[Contour annotation records]
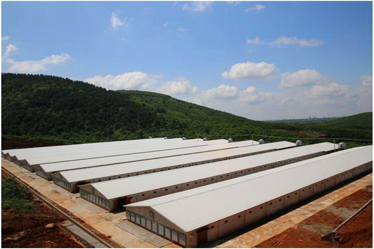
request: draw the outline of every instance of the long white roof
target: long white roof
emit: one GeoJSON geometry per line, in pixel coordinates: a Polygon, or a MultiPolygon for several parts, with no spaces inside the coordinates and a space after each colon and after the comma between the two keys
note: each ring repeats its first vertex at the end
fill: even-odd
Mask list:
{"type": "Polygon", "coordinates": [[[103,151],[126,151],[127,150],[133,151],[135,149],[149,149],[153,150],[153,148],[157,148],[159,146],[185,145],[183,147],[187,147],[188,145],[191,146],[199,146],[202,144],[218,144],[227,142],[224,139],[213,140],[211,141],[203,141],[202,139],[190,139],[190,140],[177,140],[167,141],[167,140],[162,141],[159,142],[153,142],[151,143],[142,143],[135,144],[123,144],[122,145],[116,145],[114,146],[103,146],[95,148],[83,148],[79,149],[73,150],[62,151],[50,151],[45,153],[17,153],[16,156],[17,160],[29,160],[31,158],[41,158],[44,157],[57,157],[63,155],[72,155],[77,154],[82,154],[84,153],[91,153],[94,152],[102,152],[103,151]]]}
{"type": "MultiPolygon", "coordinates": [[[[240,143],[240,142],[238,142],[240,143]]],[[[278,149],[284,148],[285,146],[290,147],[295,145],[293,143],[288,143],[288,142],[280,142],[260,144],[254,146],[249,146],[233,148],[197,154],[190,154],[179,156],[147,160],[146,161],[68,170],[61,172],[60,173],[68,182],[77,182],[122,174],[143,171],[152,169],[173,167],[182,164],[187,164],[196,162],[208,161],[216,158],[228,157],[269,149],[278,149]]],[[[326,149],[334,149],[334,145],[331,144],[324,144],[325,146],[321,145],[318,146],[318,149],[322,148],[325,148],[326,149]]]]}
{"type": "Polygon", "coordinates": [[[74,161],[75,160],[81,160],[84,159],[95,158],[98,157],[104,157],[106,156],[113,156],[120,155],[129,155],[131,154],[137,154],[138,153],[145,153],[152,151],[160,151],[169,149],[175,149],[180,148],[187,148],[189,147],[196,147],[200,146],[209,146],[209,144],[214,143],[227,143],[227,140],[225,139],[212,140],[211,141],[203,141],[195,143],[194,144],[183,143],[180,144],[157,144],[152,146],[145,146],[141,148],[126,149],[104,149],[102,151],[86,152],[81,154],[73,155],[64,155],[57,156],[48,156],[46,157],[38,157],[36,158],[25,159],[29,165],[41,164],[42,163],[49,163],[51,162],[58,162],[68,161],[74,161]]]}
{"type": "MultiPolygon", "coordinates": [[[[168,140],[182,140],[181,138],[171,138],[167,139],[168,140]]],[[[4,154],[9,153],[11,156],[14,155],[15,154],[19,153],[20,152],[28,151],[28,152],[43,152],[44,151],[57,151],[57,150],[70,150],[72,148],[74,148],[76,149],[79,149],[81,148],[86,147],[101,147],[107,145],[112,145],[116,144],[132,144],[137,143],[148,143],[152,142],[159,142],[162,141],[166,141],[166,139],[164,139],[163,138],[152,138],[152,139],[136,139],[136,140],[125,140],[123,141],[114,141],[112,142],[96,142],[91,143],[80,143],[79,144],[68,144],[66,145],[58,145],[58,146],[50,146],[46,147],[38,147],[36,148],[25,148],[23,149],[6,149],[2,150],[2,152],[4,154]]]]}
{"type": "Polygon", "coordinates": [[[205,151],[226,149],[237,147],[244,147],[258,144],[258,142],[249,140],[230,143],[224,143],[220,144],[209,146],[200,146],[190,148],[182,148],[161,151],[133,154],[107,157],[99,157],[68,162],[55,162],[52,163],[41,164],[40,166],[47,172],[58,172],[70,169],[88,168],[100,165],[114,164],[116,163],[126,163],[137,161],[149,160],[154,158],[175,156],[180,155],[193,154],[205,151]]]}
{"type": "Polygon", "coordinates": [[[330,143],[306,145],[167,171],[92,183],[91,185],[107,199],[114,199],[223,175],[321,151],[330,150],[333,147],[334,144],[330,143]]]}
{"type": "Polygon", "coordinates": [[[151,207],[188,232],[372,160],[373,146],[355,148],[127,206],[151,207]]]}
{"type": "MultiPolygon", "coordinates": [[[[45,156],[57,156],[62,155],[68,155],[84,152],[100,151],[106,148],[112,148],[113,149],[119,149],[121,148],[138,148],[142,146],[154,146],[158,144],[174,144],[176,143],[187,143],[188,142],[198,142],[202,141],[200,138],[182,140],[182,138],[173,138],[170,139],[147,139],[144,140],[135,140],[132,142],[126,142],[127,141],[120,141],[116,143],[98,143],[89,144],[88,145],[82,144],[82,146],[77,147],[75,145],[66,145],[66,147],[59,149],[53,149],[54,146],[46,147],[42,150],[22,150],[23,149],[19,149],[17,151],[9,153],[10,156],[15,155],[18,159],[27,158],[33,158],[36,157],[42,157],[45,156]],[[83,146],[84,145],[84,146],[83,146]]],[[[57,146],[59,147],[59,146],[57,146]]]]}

- [Task details]
Please return, line for line and unchanged, the stretch of the data from its start through the line containing "target: long white roof". Leave the pictures out of your answer.

- [Written solution]
request: draw the outline of every instance of the long white roof
target: long white roof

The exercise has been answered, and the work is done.